▸ **WHAT IS EXPECTED**
Repeat the entries exactly but omit the pictures.

====

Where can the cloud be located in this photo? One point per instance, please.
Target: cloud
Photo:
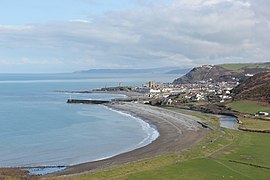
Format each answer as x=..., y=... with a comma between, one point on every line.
x=179, y=33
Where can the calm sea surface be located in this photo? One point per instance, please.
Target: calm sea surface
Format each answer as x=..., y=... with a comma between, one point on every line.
x=38, y=127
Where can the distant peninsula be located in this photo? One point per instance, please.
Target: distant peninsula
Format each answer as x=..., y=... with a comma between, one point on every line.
x=164, y=70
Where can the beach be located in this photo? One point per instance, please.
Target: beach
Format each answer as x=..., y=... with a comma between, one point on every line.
x=176, y=132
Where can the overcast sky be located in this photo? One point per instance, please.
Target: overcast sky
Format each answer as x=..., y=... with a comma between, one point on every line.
x=71, y=35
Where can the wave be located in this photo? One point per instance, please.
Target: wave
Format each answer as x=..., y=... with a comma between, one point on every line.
x=152, y=132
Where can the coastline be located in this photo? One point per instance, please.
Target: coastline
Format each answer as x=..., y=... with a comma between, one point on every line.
x=176, y=132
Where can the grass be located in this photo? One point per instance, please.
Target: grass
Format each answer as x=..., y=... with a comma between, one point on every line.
x=239, y=67
x=254, y=124
x=246, y=106
x=234, y=67
x=198, y=163
x=234, y=155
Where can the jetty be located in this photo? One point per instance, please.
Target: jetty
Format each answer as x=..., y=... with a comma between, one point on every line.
x=83, y=101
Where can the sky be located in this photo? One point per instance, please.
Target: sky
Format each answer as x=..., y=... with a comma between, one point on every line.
x=38, y=36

====

▸ **THE ANSWER**
Where can the cloud be located in this photo? One point per instance, please.
Target: cloud
Photo:
Format each answer as x=..., y=... with a comma between, one point on every line.
x=179, y=33
Where can the calm sea surface be located in this photo? One point per instance, please.
Target: calm sea surface
Format each answer as x=..., y=... with a comma between, one point on every line.
x=38, y=127
Where can the distant peninsula be located in this photo? One point per instance, please.
Target: distant peninsula
Format each answer as x=..., y=... with a comma between, one point on every line.
x=164, y=70
Where can the beach be located in this photo? One point per instance, please.
Target: beach
Format each answer as x=..., y=... with a comma between, one point on every line.
x=176, y=132
Where can the overcast sky be located in this photo? One point per instance, please.
Target: overcast sky
Format each answer as x=..., y=... with a comma between, one point on every line.
x=71, y=35
Where can the wave be located in this photo? One point per instance, please.
Target: wave
Format each answer as x=..., y=... with a comma between, one point on every line.
x=152, y=132
Where can the coastline be located in this photo? One point per instance, please.
Target: coastline
Format each answer as x=..., y=... with a comma between, one point on every line.
x=176, y=132
Where can the grass be located in this photo? One point per instance, please.
Target: grass
Format each answer as x=..., y=... with a comma between, one point on every line.
x=239, y=67
x=254, y=124
x=246, y=106
x=234, y=67
x=198, y=163
x=234, y=155
Where can the jetty be located in this photo? One point per instance, please.
Target: jetty
Format each answer as x=..., y=... with a comma between, one point on every line.
x=83, y=101
Where can the sky be located in this photo? One point per instance, please.
Target: sky
Format each answer as x=..., y=... with a comma between, one point on every line.
x=38, y=36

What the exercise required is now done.